--- Passage Enclosed Below ---

Your blood type could increase your risk for a stroke before age 60

New research shows that people with blood type A might be more likely to have an early onset stroke than blood type O.

 Blood vessels (photo credit: FLICKR)
Blood vessels
(photo credit: FLICKR)

New research highlights that a person with blood type A might be more likely to have an early-onset stroke while a person with blood type O is less likely to suffer one.

The study, published on Wednesday in the journal Neurology, analyzed 48 studies involving almost 17,000 people with a stroke and more than 570,000 people with no past reported strokes.

“Our meta-analysis looked at people’s genetic profiles and found associations between blood type and risk of early-onset stroke. The association of blood type with later-onset stroke was much weaker than what we found with early stroke,” said study co-principal investigator Braxton Mitchell. 

Which blood types are more likely to suffer strokes?

Mitchell and his research team, from University of Maryland School of Medicine, examined the potential correlation between blood type and ischemic stroke risk, the most common type of stroke. Looking at the four main blood groups, study included the blood types A, AB, B, and O, they found that people with blood type A had the highest risk for early-onset stroke, which occurs before age 60.

 Stroke (illustrative) (credit: INGIMAGE) Stroke (illustrative) (credit: INGIMAGE)

To get to this conclusion, the researchers divided participants by blood type and compared this with stroke status: early stroke, late stroke, and no stroke. They found that people with early stroke were more likely to have blood type A and less likely to have type O when compared to people who had a stroke at a later age or people who had no stroke history.

--- End of Enclosed Passage ---

Work task —
Using the article on blood type and stroke, explain in one to three sentences how the researchers concluded that people with blood type A had the highest risk of early-onset stroke.

--- Data extract Enclosed Below ---

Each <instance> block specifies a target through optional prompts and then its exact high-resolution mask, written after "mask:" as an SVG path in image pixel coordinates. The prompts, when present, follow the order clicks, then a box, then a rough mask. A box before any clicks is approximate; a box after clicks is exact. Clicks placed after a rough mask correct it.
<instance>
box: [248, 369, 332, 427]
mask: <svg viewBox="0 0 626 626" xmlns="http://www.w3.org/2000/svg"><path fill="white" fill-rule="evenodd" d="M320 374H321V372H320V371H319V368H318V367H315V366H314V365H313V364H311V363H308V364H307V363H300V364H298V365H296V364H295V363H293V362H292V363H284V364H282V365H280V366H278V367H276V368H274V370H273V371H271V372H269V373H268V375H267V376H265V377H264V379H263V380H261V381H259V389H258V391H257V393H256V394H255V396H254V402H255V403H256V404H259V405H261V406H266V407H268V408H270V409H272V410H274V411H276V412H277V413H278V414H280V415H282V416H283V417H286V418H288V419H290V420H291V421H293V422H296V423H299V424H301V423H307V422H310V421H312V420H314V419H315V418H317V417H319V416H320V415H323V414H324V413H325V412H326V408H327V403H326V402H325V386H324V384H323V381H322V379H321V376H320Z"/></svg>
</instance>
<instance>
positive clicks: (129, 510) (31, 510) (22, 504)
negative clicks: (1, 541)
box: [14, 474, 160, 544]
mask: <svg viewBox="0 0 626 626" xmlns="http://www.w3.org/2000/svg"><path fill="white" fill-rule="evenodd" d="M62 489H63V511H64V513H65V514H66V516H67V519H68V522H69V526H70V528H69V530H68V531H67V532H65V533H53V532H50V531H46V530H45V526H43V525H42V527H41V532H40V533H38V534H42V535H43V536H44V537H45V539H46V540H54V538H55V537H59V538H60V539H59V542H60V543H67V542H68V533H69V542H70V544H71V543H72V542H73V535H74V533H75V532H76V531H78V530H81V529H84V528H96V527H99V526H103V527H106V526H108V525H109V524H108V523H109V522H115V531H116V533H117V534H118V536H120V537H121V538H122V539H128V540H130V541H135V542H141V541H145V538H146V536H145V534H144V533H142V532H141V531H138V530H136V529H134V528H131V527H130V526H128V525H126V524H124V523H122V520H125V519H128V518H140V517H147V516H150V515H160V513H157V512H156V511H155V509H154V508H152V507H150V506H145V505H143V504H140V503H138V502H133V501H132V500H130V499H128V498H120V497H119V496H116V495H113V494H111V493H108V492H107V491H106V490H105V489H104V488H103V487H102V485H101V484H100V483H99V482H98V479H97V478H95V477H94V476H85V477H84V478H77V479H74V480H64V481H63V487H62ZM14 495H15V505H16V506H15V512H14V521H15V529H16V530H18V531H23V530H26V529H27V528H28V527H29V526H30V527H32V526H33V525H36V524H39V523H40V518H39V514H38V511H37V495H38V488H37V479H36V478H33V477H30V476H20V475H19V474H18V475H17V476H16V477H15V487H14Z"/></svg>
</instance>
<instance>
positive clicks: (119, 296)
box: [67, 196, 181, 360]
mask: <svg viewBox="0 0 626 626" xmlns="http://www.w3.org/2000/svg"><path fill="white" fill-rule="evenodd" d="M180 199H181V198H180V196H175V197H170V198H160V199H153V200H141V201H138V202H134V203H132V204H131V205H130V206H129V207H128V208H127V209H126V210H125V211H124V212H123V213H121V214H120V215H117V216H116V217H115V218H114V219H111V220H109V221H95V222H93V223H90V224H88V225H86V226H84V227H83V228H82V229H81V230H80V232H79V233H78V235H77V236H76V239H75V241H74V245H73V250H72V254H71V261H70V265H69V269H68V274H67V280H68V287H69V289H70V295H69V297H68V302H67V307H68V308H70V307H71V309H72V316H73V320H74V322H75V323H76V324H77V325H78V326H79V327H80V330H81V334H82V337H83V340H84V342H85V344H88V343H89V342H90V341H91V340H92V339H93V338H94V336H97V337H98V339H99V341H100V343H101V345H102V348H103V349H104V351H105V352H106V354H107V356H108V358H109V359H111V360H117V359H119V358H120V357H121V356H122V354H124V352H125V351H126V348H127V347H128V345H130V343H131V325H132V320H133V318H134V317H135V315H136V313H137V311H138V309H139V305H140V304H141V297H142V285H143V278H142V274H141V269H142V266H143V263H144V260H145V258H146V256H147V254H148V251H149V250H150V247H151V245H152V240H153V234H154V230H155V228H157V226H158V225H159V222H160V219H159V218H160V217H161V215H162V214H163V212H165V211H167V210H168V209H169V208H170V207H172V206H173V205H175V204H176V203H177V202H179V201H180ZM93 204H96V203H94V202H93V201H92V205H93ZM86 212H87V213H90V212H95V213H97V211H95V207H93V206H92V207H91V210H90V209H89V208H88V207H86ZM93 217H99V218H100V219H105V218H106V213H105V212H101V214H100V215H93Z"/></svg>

--- End of Enclosed Data extract ---

Reply —
The researchers grouped participants by blood type and compared this with stroke status: early stroke, late stroke, or no stroke. People with early stroke were more likely to have blood type A and less likely to have type O than people who had a stroke later in life or had never had one.